> SHORT TASK: Can you write out these entries again, substituting "whole-number pixel coordinates" for every "integer pixel values" and keeping all else unchanged?

Labeled-object pointing entries:

· · · · ·

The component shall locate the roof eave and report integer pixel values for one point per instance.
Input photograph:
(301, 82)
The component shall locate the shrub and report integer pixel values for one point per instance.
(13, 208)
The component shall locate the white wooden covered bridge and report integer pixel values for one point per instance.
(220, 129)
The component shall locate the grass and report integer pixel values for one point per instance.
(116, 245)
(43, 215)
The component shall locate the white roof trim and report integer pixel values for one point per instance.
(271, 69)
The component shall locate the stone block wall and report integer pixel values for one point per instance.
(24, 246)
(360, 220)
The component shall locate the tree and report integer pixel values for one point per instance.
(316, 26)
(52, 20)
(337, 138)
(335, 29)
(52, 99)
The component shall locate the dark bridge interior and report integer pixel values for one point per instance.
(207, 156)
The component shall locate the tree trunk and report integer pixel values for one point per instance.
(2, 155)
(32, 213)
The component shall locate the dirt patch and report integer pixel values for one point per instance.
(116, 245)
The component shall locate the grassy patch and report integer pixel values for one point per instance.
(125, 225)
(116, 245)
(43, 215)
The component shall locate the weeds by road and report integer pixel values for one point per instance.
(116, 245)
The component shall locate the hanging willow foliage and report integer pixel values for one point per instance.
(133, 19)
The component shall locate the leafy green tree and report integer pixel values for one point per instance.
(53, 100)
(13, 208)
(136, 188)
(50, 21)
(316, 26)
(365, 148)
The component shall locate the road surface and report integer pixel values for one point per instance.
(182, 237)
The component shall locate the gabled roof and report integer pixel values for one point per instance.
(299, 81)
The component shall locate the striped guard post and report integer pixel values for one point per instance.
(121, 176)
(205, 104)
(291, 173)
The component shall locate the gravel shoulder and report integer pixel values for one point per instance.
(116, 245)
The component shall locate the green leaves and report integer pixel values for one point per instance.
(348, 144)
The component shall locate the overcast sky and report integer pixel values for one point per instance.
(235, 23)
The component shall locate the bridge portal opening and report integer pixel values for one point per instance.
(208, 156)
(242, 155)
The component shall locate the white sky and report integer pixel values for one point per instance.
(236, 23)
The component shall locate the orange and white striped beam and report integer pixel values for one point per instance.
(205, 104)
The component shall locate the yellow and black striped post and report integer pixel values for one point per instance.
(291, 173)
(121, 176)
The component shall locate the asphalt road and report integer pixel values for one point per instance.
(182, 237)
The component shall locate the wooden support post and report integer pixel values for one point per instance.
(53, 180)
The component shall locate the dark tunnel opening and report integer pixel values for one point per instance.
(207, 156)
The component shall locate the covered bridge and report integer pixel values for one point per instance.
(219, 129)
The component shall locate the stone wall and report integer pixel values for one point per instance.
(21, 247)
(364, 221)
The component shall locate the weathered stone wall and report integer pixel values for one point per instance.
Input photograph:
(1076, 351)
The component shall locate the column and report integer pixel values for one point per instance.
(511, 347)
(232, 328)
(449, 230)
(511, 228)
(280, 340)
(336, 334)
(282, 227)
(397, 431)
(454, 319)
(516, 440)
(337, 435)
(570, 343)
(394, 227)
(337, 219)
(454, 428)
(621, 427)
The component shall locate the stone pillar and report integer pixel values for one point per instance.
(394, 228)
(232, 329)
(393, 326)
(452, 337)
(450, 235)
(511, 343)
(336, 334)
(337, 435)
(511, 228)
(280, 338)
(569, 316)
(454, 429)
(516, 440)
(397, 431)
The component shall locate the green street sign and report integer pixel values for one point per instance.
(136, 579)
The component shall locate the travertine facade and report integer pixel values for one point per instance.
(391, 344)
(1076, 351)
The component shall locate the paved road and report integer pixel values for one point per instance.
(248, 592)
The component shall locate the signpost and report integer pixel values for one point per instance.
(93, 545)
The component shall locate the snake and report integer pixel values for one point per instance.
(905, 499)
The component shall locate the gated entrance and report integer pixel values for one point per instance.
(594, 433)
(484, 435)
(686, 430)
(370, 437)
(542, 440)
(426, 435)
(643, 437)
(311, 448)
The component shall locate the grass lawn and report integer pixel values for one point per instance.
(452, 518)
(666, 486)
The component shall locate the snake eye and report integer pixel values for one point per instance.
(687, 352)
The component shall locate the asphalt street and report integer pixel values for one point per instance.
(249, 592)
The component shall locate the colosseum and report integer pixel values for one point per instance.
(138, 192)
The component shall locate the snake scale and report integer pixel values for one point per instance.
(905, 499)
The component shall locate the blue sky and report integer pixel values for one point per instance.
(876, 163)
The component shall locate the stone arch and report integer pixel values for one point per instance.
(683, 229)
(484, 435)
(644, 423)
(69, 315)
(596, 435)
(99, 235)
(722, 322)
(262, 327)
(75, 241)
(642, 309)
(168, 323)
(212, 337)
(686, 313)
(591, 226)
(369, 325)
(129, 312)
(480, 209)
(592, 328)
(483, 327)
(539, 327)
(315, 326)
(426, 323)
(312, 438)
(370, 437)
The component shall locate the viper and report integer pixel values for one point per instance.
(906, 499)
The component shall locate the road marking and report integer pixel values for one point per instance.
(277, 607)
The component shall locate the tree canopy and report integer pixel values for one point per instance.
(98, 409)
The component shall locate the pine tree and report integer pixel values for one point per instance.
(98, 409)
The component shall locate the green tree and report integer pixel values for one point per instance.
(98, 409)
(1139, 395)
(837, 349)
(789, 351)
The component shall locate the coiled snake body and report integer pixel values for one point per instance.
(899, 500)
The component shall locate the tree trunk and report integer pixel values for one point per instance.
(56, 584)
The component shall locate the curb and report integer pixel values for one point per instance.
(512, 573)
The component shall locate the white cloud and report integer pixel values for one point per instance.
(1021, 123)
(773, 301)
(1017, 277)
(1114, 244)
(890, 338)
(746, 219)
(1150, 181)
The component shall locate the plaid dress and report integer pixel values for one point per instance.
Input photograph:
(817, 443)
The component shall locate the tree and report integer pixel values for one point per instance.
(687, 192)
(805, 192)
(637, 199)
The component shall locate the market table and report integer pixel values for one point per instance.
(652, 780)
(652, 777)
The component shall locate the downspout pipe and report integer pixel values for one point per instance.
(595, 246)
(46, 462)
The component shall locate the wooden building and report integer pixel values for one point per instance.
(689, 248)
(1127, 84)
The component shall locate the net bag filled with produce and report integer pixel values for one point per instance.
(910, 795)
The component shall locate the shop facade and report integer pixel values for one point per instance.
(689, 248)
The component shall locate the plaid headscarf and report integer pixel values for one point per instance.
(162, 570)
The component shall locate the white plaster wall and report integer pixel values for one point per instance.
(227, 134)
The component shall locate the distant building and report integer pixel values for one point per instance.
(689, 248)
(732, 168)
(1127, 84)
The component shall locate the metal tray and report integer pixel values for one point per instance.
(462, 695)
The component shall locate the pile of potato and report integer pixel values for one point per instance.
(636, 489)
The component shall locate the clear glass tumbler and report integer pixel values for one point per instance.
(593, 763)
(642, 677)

· · · · ·

> TASK SOLUTION:
The component shall locate the roof eave and report whole-number pixel coordinates for one point per instance.
Input photograph:
(301, 82)
The component shall locate the shrub and report whole-number pixel coordinates for one point per instance.
(13, 208)
The component shall locate the white wooden covered bridge and report whole-number pixel coordinates for one point per instance.
(220, 129)
The component shall locate the grass and report whole-number pixel coordinates for one point per instance.
(116, 245)
(43, 215)
The component shall locate the white roof trim and report whole-number pixel coordinates for one point per instance.
(271, 69)
The component shall locate the stone block wall and report whole-number pixel coordinates for one point per instance.
(24, 246)
(360, 220)
The component shall locate the tree and report whole-number pixel coordinates for one point per instance.
(316, 26)
(52, 20)
(337, 138)
(335, 29)
(52, 99)
The component shall locate the dark bridge interior and report whole-number pixel coordinates for one point per instance.
(207, 156)
The component shall locate the tree trunk and report whole-number pixel coordinates for one point per instance.
(2, 155)
(32, 213)
The component shall locate the dirt patch and report whole-number pixel coordinates for one point per instance.
(116, 245)
The component shall locate the grassy patch and report whole-number pixel coordinates for one point per instance.
(125, 225)
(116, 245)
(43, 215)
The component shall locate the weeds by road and report whole-number pixel coordinates for one point per instance.
(116, 245)
The component shall locate the hanging willow foliage and report whole-number pixel coordinates for one point per instance.
(133, 19)
The component shall locate the leafy green tree and report whole-number pixel coordinates for one point per instance.
(53, 100)
(13, 208)
(136, 188)
(50, 21)
(316, 26)
(365, 148)
The component shall locate the road surface and report whole-number pixel coordinates for one point per instance.
(182, 237)
The component shall locate the gabled roof and report whole-number pixel coordinates for one point per instance.
(299, 81)
The component shall locate the striped guard post and report whole-number pixel coordinates for one point per instance.
(121, 176)
(205, 104)
(291, 173)
The component shall locate the gravel shoulder and report whole-number pixel coordinates for one point per instance.
(116, 245)
The component shall locate the green leaves and report whole-number pixel coordinates for one point per instance.
(348, 144)
The component shall locate the overcast sky and report whole-number pixel coordinates for one point per instance.
(235, 23)
The component shall locate the bridge portal opening and report whole-number pixel coordinates for one point per instance.
(208, 156)
(242, 155)
The component shall locate the white sky and report whole-number pixel coordinates for one point per instance.
(236, 23)
The component shall locate the orange and white striped beam and report whole-number pixel coordinates for one point per instance.
(205, 104)
The component shall locate the yellow and black striped post and report whole-number pixel coordinates for one point per instance.
(291, 173)
(121, 176)
The component shall locate the asphalt road and report whole-number pixel coordinates for one point per instance.
(182, 237)
The component shall locate the wooden support post and report whole-number pixel coordinates for one point per instance.
(53, 180)
The component shall locate the dark tunnel opening and report whole-number pixel coordinates for one point per instance.
(207, 156)
The component shall locate the covered bridge and report whole-number pixel coordinates for one point per instance.
(219, 129)
The component shall locate the stone wall and report whole-number pixel coordinates for one point per instance.
(21, 247)
(364, 221)
The component shall locate the weathered stone wall and report whole-number pixel coordinates for one point per instance.
Input photograph:
(1076, 351)
The component shall locate the column and report whole-number pixel coordinates for one point per instance.
(511, 347)
(232, 328)
(449, 230)
(511, 228)
(280, 340)
(336, 334)
(282, 227)
(397, 431)
(454, 319)
(516, 440)
(337, 435)
(570, 343)
(394, 227)
(337, 219)
(454, 428)
(621, 427)
The component shall locate the stone pillar and report whole-number pixel coordinates for one point per instance.
(394, 228)
(232, 329)
(393, 326)
(452, 337)
(450, 235)
(511, 343)
(336, 334)
(337, 435)
(511, 228)
(280, 338)
(569, 316)
(454, 429)
(516, 440)
(397, 431)
The component shall locate the green street sign and report whole-number pixel coordinates for one point per instance.
(136, 579)
The component shall locate the travertine facade and report whole-number pixel coordinates for one point per instance.
(391, 344)
(1076, 351)
The component shall locate the paved road and report whole-number pixel coordinates for one point per instance.
(248, 592)
The component shall locate the signpost and report whole-number pixel coordinates for one point per instance.
(93, 545)
The component shall locate the snake and report whole-number pixel coordinates for one point per instance.
(905, 499)
The component shall locate the gated entrance and report whole-number pixel coordinates for one point per instance.
(594, 433)
(484, 435)
(686, 430)
(370, 437)
(542, 440)
(426, 435)
(643, 437)
(311, 448)
The component shall locate the grass lawn and report whole-number pixel coordinates for one point per instance.
(452, 518)
(666, 486)
The component shall locate the snake eye and report whole-number pixel coordinates for one point per instance.
(687, 352)
The component shall locate the asphalt street and report whole-number pixel coordinates for one point per instance.
(249, 592)
The component shall locate the colosseum and report whole-number pixel coordinates for one point per instance.
(138, 192)
The component shall locate the snake scale and report whole-number pixel coordinates for one point per instance.
(905, 499)
The component shall locate the blue sky and report whole-number pixel coordinates for one point per instance.
(876, 163)
The component shall locate the stone arch and report whole-number pixel coordinates for one point per instance.
(683, 229)
(484, 435)
(644, 423)
(69, 315)
(596, 435)
(99, 235)
(722, 322)
(262, 327)
(75, 241)
(642, 309)
(168, 323)
(212, 337)
(686, 313)
(591, 226)
(369, 325)
(129, 312)
(480, 209)
(592, 328)
(483, 327)
(539, 327)
(315, 326)
(426, 323)
(312, 438)
(370, 437)
The component shall locate the viper and report whole-number pixel coordinates for one point per instance.
(906, 499)
The component shall locate the road marking and report whole-number pixel coordinates for one point per instance.
(277, 607)
The component shall locate the tree canopy and report whole-number pixel coordinates for one point per instance.
(98, 409)
The component shall locate the pine tree and report whole-number pixel coordinates for one point per instance.
(98, 409)
The component shall locate the green tree and report whole-number pixel coordinates for one point per instance.
(98, 409)
(1139, 395)
(837, 349)
(789, 351)
The component shall locate the coiled snake body and report whole-number pixel coordinates for one point per instance.
(899, 500)
The component shall locate the tree trunk and report whole-number pixel coordinates for one point per instance.
(56, 584)
The component shall locate the curb and report whole-number pixel coordinates for one point per instance.
(512, 573)
The component shall locate the white cloud and report whole-number pixel coordinates for one point per instance.
(1021, 123)
(773, 301)
(1017, 277)
(1114, 244)
(890, 338)
(746, 219)
(1150, 181)
The component shall locate the plaid dress and report whole-number pixel coordinates for one point per instance.
Input photograph:
(817, 443)
The component shall locate the tree and report whole-number pixel coordinates for one point per instance.
(687, 192)
(805, 192)
(637, 199)
The component shall locate the market table and report whole-number pixel coordinates for one point per instance.
(652, 780)
(652, 777)
The component shall locate the downspout pipe and report whole-number pixel coordinates for one point per instance.
(595, 246)
(46, 462)
The component shall locate the wooden building and report whole-number pixel coordinates for one point per instance.
(689, 248)
(1127, 84)
The component shall locate the net bag filled with produce and report whole-number pixel coordinates for one point per instance.
(910, 795)
The component shall locate the shop facade and report whole-number pixel coordinates for one point per instance.
(689, 248)
The component shall locate the plaid headscarf and report whole-number pixel coordinates for one point per instance.
(162, 570)
The component shall locate the white plaster wall and report whole-number pixel coordinates for one point per instance.
(227, 134)
The component shall locate the distant building and report whole-number pixel coordinates for one point per instance.
(689, 248)
(732, 168)
(1127, 84)
The component shall locate the metal tray and report whole-number pixel coordinates for one point per instance.
(462, 695)
The component shall locate the pile of potato and report whole-number pixel coordinates for one point per instance.
(636, 489)
The component shall locate the clear glass tumbler and report whole-number pixel coordinates for one point per instance.
(593, 763)
(642, 677)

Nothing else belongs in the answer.